List of tasks:
1. In the blog post about calling Amy below, where was the writer when placing the first call to her?
2. Please pick up the blog post about calling Amy after its final sentence and carry it forward.
+++ Supplied passage
The Most Unlikely Couple ~ Part VI ~ Roman numerals: Yuck

For those that missed them, here are Parts One, Two, Three, Four, and Five. Last one. Then, because I believe in the power of dreams, I'm going to take my shot at being a NASCAR driver and blog about it. Let me know if you need cigarettes or chewing tobacco.

I lied to you. Right there in the final paragraph of Part V. I made it sound like, on a drive back from Los Angeles, I waited until Cedar City, Utah, to call Amy. Not true. First, I called her outside of Las Vegas. That call was just to satisfy the voice in my head saying, "Call Amy" over and over again. It was 9 a.m. Central Daylight Time. She was at work and I knew it. Voicemail. No need to leave a message. Done and done. She didn't have my Utah cell phone number. She would have no idea who had called. Take that, voice inside my head.

Then, as previously mentioned, the voice got incessant. "Call Amy. Call Amy. Call Amy," it said. Fine, I decided in St. George, Utah. I'll wait until Cedar City. Less canyons. Better cell-phone coverage. I'm pragmatic, if nothing else.
++++++
+++ Excerpted data
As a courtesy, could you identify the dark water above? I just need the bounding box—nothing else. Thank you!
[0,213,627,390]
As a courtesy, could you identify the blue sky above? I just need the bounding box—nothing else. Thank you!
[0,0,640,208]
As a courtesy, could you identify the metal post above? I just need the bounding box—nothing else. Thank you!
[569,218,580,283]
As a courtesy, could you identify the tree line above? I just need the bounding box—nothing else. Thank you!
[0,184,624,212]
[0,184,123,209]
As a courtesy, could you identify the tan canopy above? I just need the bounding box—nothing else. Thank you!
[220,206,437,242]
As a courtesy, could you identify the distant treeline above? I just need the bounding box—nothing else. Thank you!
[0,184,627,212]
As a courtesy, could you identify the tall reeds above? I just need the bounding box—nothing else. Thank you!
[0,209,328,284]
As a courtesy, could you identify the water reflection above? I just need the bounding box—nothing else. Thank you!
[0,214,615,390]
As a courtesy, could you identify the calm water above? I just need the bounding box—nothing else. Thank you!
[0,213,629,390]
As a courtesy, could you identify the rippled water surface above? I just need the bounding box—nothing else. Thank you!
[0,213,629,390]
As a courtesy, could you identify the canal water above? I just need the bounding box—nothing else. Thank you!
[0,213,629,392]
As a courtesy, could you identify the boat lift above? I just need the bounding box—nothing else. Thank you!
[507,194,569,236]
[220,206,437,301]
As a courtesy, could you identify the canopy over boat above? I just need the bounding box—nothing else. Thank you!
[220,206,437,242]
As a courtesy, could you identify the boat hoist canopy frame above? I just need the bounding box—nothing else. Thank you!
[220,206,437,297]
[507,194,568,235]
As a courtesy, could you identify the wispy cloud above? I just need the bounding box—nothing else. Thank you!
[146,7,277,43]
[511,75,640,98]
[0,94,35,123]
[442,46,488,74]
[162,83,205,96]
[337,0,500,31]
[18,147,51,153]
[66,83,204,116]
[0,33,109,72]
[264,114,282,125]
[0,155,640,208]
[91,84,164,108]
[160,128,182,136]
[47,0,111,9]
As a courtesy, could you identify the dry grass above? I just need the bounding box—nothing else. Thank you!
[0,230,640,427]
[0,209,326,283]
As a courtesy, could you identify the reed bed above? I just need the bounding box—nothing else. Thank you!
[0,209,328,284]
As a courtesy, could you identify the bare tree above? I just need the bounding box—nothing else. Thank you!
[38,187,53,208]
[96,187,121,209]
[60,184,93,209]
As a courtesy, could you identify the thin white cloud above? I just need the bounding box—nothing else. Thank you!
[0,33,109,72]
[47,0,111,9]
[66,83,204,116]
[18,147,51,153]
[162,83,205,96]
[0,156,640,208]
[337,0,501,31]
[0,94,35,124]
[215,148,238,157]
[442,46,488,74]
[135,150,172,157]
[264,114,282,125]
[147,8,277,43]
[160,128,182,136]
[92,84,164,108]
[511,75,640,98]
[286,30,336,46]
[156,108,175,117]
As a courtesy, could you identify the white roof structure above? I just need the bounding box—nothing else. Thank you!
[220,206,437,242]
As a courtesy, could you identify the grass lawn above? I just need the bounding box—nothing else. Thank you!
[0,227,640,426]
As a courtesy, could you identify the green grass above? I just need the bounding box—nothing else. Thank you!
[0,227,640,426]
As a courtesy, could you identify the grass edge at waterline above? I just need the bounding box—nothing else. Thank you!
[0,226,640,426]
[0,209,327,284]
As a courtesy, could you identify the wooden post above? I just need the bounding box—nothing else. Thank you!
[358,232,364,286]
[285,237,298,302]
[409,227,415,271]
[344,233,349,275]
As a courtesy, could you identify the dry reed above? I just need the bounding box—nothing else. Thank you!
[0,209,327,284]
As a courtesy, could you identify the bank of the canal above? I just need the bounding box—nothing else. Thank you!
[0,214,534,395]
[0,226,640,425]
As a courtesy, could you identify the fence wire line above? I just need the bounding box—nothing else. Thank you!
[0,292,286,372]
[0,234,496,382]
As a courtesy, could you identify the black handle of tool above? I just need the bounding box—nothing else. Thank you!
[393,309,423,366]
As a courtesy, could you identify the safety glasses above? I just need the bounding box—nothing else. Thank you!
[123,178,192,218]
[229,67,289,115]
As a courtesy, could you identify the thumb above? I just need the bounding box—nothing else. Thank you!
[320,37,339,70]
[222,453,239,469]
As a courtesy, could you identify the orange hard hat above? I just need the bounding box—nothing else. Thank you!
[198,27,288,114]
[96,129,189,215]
++++++
Responses:
1. Outside of Las Vegas.

2.
I am not implying one of us is an alien.
"Amy Marie J. This is James PS. How are you doing? You should give me a call sometime. My phone number is 801-257-8900. Goodbye."

I drove directly from Los Angeles to my employer in Salt Lake City. I arrived at work promptly and on-time for my 3:30 p.m. shift. And I sort of forgot that I had called Amy until 6:30 that night, when my phone rang. "Hi there," she said, before we had really said anything. It was, instantly, like having your best friend back. I moved up to a corner by the elevators at work (in our old building on Main Street) and sat on the floor. We talked for 45 minutes.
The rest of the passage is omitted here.